== Required work ==
In the article below on dog asthma, what symptom signals a particularly severe asthma attack?

== Source extract ==
--

You’re probably aware that dogs naturally pant when they’re warm or tired. But did you know that panting can also be a sign of asthma? Yep, dogs can get asthma, just like humans. In fact, this can be a serious condition. Read on to learn more about dog asthma!
What Is Dog Asthma?
Asthma is a health condition that is potentially life-threatening if left untreated. Cats are actually more prone to asthma than dogs, but small pups tend to be more asthmatic than larger ones. It’s basically an allergic reaction to something in the pooch’s environment. When the dog is exposed to the allergen, it causes inflammation, and mucus or fluid narrows or completely blocks their airways. This makes breathing extremely difficult.
Common triggers for asthma attacks include:
- Burning candles
- Cooking smells
- Cat litter particles
- Mold spores
- Air pollution
- Air fresheners
- Smoke (fireplaces, wood stoves, tobacco, etc.)
Asthma is generally diagnosed with x-rays and treated with a variety of medications.
Symptoms of Dog Asthma
While dogs are prone to panting, there are symptoms that distinguish asthma from normal breathing. Call your veterinarian if you notice any of these symptoms:
- Panting or breathing with a wide mouth
- Panting more heavily or longer than usual
- Dramatic contraction and expansion of chest muscles when panting or breathing
- Seeming out of breath
- Loss of appetite
- Pale or blue gums
If you notice pale or blue gums, you need to reach a vet immediately as this is a sign of a particularly severe asthma attack.
How to Prevent Asthma Attacks in Dogs
There are a variety of steps you can take to help create a safe living area for asthmatic pups:
- Refrain from smoking near your dog.
- Get an air purifier to reduce the air pollution in your home. A less expensive option to reduce the humidity is running your air conditioner and employing a HEPA filter. This can be placed in your air conditioner or HVAC system.

--

== Supplied entries ==
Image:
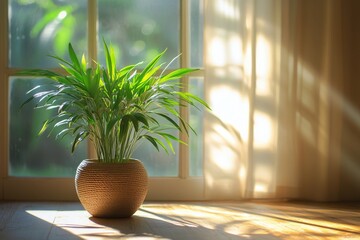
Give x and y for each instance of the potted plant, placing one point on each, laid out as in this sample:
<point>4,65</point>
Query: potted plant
<point>115,109</point>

--

== Result of this task ==
Pale or blue gums.